** Work instructions **
Write out each record below exactly as it appears, with no pictures.

** Information given **
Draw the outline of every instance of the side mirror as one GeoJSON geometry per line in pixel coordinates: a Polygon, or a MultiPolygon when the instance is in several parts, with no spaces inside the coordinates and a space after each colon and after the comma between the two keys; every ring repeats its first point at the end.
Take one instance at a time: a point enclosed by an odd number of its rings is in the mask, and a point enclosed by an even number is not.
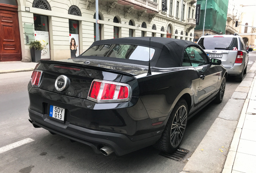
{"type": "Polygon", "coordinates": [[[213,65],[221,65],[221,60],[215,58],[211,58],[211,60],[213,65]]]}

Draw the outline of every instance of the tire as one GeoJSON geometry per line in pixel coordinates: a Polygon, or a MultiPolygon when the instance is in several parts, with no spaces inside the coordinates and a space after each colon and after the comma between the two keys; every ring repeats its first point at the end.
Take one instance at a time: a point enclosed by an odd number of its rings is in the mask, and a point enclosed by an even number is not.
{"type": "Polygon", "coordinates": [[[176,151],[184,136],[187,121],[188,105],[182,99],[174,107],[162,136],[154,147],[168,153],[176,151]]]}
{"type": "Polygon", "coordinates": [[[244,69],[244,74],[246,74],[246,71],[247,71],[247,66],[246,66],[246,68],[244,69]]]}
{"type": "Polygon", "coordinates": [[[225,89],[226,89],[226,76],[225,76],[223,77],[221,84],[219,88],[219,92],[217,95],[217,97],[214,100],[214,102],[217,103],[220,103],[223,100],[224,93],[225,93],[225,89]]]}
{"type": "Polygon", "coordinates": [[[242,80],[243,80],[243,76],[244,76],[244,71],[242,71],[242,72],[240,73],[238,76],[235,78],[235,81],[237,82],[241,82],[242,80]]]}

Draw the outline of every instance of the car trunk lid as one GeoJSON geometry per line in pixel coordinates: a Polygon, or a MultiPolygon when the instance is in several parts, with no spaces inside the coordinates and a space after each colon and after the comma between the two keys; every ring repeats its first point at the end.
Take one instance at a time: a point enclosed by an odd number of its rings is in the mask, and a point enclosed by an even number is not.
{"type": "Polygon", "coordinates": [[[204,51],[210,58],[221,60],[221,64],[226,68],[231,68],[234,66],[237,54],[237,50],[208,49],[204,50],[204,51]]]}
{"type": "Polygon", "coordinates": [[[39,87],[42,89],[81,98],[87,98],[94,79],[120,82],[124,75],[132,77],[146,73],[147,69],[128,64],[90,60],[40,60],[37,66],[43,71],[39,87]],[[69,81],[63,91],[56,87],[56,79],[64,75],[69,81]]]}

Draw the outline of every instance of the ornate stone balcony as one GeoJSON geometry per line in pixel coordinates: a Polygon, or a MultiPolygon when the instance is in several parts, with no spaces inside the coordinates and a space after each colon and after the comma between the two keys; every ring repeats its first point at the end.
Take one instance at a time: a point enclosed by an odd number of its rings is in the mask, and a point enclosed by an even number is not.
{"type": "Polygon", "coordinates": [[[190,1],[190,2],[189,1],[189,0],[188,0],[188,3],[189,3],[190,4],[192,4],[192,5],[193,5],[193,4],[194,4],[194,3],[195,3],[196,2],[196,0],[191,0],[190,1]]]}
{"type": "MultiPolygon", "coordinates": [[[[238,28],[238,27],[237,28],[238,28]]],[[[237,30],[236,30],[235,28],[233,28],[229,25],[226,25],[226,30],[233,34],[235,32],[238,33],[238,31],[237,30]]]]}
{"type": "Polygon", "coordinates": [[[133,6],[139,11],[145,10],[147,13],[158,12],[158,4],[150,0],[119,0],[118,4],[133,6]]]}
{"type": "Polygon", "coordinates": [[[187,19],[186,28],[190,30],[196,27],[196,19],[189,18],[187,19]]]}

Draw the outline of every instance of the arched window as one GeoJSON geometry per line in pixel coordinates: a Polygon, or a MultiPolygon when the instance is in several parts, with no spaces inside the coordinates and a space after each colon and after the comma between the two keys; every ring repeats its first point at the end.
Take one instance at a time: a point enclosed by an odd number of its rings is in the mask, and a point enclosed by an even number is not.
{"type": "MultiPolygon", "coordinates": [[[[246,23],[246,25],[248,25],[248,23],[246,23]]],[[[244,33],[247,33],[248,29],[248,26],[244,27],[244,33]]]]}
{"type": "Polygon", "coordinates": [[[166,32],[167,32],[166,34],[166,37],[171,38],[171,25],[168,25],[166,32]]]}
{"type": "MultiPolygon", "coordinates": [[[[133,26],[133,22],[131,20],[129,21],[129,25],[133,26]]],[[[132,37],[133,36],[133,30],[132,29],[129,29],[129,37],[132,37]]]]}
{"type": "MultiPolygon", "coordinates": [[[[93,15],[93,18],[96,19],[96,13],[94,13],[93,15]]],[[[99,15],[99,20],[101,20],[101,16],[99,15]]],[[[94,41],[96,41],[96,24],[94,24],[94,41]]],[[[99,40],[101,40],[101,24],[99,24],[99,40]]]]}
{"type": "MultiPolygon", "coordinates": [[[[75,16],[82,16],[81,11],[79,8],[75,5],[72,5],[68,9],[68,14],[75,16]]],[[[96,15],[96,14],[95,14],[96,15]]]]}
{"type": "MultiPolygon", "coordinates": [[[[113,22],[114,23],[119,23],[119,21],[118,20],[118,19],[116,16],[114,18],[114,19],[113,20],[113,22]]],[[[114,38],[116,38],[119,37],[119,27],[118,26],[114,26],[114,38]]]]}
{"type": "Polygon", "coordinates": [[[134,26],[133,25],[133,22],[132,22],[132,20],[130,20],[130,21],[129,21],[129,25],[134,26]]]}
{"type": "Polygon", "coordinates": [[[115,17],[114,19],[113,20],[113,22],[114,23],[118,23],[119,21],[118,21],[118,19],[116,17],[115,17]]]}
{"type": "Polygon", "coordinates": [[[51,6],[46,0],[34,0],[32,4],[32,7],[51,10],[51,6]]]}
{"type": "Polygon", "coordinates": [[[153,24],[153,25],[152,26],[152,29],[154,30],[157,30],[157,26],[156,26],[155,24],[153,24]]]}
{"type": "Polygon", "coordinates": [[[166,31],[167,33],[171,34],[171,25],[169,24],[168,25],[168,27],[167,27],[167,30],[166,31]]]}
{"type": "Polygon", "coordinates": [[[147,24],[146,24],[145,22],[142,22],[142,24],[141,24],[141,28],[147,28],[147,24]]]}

** Result **
Draw the outline of every instance of the side mirror as one GeoJSON geometry per line in pixel coordinates: a Polygon, or a MultiPolygon when the instance is in several parts, with no spaces inside the coordinates and a space after each colon and after the comma between the two keys; every ring repeats its first point at the end.
Take one instance at a time: a point enclosed by an odd number of its rings is in the mask, and a point enclosed by an even number is not.
{"type": "Polygon", "coordinates": [[[213,65],[221,65],[221,60],[215,58],[211,58],[211,60],[213,65]]]}

Draw the outline of every instance of the tire as one GeoJSON geometry per line in pixel coordinates: a Polygon, or a MultiPolygon when the instance is in several parts, with no spaces inside the coordinates and a space after each colon and after the comma between the two keys; every ring repeats its first point at the end.
Take one instance at a time: a point enclosed by an odd number of its rings is in the mask, and a point enclosed by an even number is not.
{"type": "Polygon", "coordinates": [[[176,151],[184,136],[187,121],[188,105],[182,99],[174,107],[162,136],[154,147],[168,153],[176,151]]]}
{"type": "Polygon", "coordinates": [[[244,69],[244,74],[246,74],[246,71],[247,71],[247,66],[246,66],[246,68],[244,69]]]}
{"type": "Polygon", "coordinates": [[[225,89],[226,89],[226,76],[225,76],[223,77],[221,84],[219,88],[219,92],[217,95],[217,97],[214,100],[214,102],[217,103],[220,103],[223,100],[224,93],[225,93],[225,89]]]}
{"type": "Polygon", "coordinates": [[[242,80],[243,80],[243,76],[244,76],[244,71],[242,71],[242,72],[240,73],[238,76],[235,78],[235,81],[237,82],[241,82],[242,80]]]}

Draw the outline of every instance of the car trunk lid as one GeoJSON geometry per line in pixel coordinates: a Polygon, or a MultiPolygon when the instance is in several parts, with no spaces inside the coordinates and a space after each colon and after the comma between the two keys; every ring repeats its first point at the end.
Take one instance at a time: a point enclosed by an odd number of its rings is in the mask, and a point enclosed by an even number is not.
{"type": "Polygon", "coordinates": [[[204,51],[210,58],[221,60],[221,64],[226,68],[231,68],[234,66],[237,54],[237,50],[208,49],[204,50],[204,51]]]}
{"type": "Polygon", "coordinates": [[[39,87],[42,89],[81,98],[87,98],[94,79],[120,82],[124,75],[132,77],[146,73],[147,69],[128,64],[90,60],[40,60],[37,66],[43,71],[39,87]],[[69,81],[63,91],[56,87],[56,79],[64,75],[69,81]]]}

Draw the outline of every instance of the ornate stone balcony as one GeoJSON geometry per line in pixel coordinates: a Polygon, or a MultiPolygon when the instance is in several parts, with no spaces inside the coordinates and a space after each colon and after the comma between the two keys; every ring repeats its first point at the end.
Take one instance at a time: a point enclosed by an odd number of its rings is in the mask, and a point enclosed by an even number is not.
{"type": "Polygon", "coordinates": [[[190,1],[190,2],[189,1],[189,0],[188,0],[188,3],[189,3],[190,4],[192,4],[192,5],[193,5],[193,4],[194,4],[194,3],[195,3],[196,2],[196,0],[191,0],[190,1]]]}
{"type": "MultiPolygon", "coordinates": [[[[238,28],[238,27],[237,28],[238,28]]],[[[237,30],[236,30],[235,28],[233,28],[229,25],[226,25],[226,30],[233,34],[235,32],[238,33],[238,31],[237,30]]]]}
{"type": "Polygon", "coordinates": [[[133,6],[139,11],[145,10],[147,13],[158,12],[158,4],[150,0],[119,0],[118,4],[133,6]]]}
{"type": "Polygon", "coordinates": [[[187,19],[186,28],[190,30],[196,27],[196,19],[189,18],[187,19]]]}

Draw the outline of every instance of the arched window as one GeoJSON geometry per line in pixel coordinates: a Polygon, or a MultiPolygon when the instance is in several parts, with no spaces inside the coordinates and a space after each colon and after the comma between the two keys; every ring repeats its first point at the end.
Take one instance at a time: a point enclosed by an odd number of its rings is in the mask, and a point enclosed by an even number is not.
{"type": "MultiPolygon", "coordinates": [[[[246,23],[246,25],[248,25],[248,23],[246,23]]],[[[244,33],[247,33],[248,29],[248,26],[244,27],[244,33]]]]}
{"type": "Polygon", "coordinates": [[[166,32],[167,32],[166,34],[166,37],[171,38],[171,25],[168,25],[166,32]]]}
{"type": "MultiPolygon", "coordinates": [[[[133,26],[133,22],[131,20],[129,21],[129,25],[133,26]]],[[[132,37],[133,36],[133,30],[132,29],[129,29],[129,37],[132,37]]]]}
{"type": "MultiPolygon", "coordinates": [[[[93,15],[93,18],[96,19],[96,13],[94,13],[93,15]]],[[[99,15],[99,20],[101,20],[101,16],[99,15]]],[[[94,41],[96,41],[96,24],[94,24],[94,41]]],[[[99,40],[101,40],[101,24],[99,24],[99,40]]]]}
{"type": "MultiPolygon", "coordinates": [[[[75,16],[82,16],[81,11],[79,8],[75,5],[72,5],[68,9],[68,14],[75,16]]],[[[96,15],[96,14],[95,14],[96,15]]]]}
{"type": "MultiPolygon", "coordinates": [[[[113,22],[114,23],[119,23],[119,21],[118,20],[118,19],[116,16],[114,18],[114,19],[113,20],[113,22]]],[[[114,38],[116,38],[119,37],[119,27],[118,26],[114,26],[114,38]]]]}
{"type": "Polygon", "coordinates": [[[134,26],[133,25],[133,22],[132,22],[132,20],[130,20],[130,21],[129,21],[129,25],[134,26]]]}
{"type": "Polygon", "coordinates": [[[115,17],[114,19],[113,20],[113,22],[114,23],[118,23],[119,21],[118,21],[118,19],[116,17],[115,17]]]}
{"type": "Polygon", "coordinates": [[[51,6],[46,0],[34,0],[32,4],[32,7],[51,10],[51,6]]]}
{"type": "Polygon", "coordinates": [[[153,24],[153,25],[152,26],[152,29],[154,30],[157,30],[157,26],[156,26],[155,24],[153,24]]]}
{"type": "Polygon", "coordinates": [[[166,31],[167,33],[171,34],[171,25],[169,24],[168,25],[168,27],[167,27],[167,30],[166,31]]]}
{"type": "Polygon", "coordinates": [[[147,24],[146,24],[145,22],[142,22],[142,24],[141,24],[141,28],[147,28],[147,24]]]}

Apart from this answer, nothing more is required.